Exercise goal: Repeat, word for word, the part of the L'Hôpital's rule discussion below that starts with "Sal uses L'Hôpital's" and goes on through "is the limit!".

Extracted text:
+ + +

Sal uses L'Hôpital's rule to find the limit at 1 of x/(x-1)-1/lnx. Created by Sal Khan.

## Want to join the conversation?

• what is the need of limit?
• simply you are finding what happens to the given expression as x--> approaches a certain constant. This is widely applied in engineering, economics, astronomy and everywhere. Your imagination is the limit!
• Why isn't 1/0 -1/0 directly the same as 0/0? I mean aren't they basically fractions with the same denominator, and hence addable? Or, is the fact that dividing by zero gives an undefined quantity preventing one from completing the operation?
• You nailed it here: "Or, is the fact that dividing by zero gives an undefined quantity preventing one from completing the operation?" That is the reason.

+ + +

Entries provided:
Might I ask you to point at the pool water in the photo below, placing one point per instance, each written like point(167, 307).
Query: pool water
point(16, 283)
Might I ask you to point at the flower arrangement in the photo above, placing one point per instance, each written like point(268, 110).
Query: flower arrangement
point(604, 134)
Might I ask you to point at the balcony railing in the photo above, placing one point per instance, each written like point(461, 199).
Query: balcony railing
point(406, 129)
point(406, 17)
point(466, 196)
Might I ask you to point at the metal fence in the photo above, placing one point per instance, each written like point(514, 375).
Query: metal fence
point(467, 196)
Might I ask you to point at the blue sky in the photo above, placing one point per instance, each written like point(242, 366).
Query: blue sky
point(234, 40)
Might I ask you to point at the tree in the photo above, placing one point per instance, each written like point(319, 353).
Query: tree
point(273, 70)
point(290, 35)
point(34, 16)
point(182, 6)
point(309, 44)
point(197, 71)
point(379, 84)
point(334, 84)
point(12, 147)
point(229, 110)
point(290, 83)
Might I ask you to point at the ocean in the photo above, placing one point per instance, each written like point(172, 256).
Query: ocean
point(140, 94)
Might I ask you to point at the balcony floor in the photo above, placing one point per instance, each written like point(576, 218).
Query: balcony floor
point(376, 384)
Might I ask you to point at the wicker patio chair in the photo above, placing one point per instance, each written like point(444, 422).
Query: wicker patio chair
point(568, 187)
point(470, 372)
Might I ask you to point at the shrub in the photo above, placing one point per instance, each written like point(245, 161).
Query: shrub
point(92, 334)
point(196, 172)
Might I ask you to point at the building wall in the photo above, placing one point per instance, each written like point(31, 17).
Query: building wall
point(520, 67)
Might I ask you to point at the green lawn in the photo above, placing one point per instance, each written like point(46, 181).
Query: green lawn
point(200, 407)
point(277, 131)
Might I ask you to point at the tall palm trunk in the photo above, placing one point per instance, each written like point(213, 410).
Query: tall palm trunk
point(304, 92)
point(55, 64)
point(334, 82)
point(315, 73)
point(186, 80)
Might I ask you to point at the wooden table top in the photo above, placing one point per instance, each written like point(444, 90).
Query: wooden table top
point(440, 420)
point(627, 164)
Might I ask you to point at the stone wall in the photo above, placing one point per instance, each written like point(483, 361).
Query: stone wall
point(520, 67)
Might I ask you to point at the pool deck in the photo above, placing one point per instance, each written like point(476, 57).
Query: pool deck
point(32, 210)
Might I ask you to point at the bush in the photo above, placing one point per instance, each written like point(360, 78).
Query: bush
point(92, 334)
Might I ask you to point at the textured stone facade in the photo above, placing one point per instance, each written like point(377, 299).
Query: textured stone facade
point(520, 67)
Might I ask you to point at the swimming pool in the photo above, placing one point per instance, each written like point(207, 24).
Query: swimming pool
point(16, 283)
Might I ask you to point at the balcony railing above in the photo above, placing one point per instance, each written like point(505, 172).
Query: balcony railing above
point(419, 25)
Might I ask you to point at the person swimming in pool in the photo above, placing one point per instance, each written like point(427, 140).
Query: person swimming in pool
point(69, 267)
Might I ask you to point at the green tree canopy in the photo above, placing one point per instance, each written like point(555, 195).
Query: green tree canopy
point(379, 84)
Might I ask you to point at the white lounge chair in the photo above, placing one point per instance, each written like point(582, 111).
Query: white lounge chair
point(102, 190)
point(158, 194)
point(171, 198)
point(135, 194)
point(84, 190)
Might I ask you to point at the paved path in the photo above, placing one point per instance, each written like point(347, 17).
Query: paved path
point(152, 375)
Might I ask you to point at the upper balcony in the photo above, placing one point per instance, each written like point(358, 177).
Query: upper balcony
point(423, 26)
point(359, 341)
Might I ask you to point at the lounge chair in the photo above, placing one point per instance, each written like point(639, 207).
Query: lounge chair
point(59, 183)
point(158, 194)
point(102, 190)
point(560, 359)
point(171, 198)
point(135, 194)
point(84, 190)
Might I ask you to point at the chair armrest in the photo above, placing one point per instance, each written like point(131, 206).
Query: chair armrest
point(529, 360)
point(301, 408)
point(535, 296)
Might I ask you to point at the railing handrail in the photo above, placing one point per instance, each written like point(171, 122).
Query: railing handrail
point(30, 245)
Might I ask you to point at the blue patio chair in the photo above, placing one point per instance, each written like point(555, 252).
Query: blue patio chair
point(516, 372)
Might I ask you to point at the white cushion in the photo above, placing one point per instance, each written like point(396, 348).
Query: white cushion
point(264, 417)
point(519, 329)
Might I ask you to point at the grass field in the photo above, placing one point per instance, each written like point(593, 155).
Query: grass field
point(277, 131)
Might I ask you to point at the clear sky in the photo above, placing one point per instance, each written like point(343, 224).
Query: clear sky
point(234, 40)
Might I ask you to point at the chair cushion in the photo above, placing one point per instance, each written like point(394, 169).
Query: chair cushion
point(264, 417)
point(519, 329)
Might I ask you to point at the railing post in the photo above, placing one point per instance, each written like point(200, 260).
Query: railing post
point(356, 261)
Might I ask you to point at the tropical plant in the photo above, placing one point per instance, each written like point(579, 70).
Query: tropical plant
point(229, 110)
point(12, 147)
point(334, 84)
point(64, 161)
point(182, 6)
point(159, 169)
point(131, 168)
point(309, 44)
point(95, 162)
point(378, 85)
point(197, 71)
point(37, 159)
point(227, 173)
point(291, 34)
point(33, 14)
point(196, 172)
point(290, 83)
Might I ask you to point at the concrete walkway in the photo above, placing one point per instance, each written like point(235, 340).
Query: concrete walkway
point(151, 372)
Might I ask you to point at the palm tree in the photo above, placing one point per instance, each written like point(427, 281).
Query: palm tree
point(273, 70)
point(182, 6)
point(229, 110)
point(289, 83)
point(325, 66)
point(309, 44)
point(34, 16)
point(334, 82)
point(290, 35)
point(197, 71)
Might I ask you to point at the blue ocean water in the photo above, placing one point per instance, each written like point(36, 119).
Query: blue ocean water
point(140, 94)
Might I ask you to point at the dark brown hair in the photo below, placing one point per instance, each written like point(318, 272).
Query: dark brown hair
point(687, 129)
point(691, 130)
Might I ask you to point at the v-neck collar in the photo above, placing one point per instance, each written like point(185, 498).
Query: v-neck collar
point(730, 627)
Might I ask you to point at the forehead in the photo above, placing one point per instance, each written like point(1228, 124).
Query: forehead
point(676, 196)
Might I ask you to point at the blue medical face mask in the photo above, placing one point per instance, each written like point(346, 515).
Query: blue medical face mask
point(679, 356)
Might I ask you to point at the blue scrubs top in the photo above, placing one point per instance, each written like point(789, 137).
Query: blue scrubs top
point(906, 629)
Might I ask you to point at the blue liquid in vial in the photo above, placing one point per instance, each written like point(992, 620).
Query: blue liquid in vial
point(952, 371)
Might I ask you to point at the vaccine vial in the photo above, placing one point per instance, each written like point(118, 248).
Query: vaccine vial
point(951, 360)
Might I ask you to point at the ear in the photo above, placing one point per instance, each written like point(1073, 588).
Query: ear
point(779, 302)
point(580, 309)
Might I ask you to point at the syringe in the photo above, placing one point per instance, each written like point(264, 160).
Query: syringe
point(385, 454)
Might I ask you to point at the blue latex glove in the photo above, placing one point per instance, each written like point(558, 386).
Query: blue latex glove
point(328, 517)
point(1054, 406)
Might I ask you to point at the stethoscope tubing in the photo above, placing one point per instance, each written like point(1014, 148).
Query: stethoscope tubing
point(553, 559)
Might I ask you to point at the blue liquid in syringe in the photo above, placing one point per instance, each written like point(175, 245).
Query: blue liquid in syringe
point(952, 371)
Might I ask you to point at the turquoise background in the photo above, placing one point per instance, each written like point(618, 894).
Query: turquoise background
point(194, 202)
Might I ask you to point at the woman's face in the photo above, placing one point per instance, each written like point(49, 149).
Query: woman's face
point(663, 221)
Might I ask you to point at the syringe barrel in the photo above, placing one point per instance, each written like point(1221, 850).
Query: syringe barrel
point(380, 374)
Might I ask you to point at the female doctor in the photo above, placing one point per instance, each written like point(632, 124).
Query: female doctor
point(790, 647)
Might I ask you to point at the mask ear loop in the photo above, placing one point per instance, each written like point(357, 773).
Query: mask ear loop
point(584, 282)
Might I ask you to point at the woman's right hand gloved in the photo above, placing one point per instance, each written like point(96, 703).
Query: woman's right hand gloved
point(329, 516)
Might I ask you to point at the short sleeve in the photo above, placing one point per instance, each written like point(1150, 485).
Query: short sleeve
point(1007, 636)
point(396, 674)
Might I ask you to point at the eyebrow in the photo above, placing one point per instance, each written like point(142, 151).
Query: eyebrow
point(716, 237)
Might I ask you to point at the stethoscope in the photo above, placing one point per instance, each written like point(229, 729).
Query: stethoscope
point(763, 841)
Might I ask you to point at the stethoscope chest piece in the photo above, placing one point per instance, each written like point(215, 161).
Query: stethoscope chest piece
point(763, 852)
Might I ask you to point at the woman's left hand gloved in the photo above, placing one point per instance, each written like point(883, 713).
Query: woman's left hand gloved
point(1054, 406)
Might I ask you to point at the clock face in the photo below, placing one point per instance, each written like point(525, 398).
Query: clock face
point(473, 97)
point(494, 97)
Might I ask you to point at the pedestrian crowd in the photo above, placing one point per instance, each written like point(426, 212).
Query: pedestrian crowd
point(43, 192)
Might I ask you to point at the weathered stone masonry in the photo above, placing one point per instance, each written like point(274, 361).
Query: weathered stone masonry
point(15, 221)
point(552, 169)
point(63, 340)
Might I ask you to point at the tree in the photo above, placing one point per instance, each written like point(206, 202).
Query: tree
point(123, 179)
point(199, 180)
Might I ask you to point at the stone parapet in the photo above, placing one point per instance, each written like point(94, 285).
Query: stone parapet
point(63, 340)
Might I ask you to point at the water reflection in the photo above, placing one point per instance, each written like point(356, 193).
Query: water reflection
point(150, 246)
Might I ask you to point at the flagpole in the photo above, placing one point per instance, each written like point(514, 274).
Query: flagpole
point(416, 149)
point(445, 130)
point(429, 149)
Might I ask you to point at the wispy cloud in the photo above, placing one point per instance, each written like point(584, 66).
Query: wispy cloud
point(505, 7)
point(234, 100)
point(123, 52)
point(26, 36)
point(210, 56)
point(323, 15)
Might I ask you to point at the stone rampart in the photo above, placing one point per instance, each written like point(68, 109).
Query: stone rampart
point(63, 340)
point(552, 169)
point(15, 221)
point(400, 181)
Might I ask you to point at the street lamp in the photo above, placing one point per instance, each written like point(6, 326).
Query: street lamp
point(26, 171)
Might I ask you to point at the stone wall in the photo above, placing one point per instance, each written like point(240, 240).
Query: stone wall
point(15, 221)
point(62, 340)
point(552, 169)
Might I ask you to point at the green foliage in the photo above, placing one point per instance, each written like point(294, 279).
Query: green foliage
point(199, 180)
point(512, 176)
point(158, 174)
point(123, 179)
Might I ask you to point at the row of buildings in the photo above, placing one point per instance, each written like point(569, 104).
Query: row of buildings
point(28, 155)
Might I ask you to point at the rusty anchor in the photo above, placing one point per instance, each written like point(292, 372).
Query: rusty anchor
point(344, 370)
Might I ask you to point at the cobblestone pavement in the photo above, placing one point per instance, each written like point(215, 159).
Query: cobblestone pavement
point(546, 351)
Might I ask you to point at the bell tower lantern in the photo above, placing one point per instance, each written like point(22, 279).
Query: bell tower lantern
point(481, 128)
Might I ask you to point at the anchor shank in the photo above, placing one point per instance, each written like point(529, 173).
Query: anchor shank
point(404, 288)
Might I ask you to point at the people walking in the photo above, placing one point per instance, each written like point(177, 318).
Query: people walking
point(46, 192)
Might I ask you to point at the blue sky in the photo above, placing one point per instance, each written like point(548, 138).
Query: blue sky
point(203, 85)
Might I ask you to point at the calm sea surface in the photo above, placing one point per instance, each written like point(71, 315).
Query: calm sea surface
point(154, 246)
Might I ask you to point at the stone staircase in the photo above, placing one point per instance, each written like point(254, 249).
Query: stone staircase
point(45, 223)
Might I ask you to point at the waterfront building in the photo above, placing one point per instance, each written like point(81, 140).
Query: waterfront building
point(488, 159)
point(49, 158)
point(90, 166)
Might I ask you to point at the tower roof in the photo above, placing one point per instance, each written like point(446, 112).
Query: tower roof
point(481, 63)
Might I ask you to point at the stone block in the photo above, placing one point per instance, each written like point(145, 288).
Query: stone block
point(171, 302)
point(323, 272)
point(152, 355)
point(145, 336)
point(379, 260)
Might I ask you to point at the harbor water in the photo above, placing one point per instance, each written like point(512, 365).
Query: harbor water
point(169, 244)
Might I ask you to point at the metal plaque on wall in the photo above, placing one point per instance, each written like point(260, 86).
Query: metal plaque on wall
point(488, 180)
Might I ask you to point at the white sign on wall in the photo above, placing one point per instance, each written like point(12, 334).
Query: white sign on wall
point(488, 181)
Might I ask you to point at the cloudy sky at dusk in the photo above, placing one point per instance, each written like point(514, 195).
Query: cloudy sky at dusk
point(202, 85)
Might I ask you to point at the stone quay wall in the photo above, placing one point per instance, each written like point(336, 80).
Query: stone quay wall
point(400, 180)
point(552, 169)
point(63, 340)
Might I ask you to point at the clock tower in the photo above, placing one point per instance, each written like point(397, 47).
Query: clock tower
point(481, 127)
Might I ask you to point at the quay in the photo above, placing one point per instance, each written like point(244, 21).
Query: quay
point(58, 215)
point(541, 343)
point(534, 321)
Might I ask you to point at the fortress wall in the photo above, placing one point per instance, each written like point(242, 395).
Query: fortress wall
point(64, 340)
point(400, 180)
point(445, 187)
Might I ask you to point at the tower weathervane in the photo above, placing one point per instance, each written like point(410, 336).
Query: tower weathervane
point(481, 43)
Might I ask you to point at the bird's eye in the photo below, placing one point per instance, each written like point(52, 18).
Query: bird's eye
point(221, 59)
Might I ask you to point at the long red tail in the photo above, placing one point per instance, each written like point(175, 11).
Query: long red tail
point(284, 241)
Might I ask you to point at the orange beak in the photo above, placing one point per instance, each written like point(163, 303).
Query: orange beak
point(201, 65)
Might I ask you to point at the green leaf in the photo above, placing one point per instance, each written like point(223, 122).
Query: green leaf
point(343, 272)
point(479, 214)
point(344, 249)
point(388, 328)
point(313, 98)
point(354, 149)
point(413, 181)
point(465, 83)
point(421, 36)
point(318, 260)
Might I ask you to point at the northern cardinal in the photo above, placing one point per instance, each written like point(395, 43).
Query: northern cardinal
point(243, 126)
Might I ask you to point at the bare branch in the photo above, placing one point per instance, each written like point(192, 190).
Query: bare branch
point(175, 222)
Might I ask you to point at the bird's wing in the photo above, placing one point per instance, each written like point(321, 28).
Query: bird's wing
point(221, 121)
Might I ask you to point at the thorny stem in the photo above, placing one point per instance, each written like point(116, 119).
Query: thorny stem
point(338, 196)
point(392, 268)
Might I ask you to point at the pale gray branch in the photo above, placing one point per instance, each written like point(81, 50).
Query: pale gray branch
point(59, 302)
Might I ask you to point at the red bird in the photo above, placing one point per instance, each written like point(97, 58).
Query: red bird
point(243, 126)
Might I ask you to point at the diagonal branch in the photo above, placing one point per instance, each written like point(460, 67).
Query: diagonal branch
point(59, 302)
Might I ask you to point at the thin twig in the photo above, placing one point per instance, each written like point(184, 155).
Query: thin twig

+ + +

Task response:
Sal uses L'Hôpital's rule to find the limit at 1 of x/(x-1)-1/lnx. Created by Sal Khan.

## Want to join the conversation?

• what is the need of limit?
• simply you are finding what happens to the given expression as x--> approaches a certain constant. This is widely applied in engineering, economics, astronomy and everywhere. Your imagination is the limit!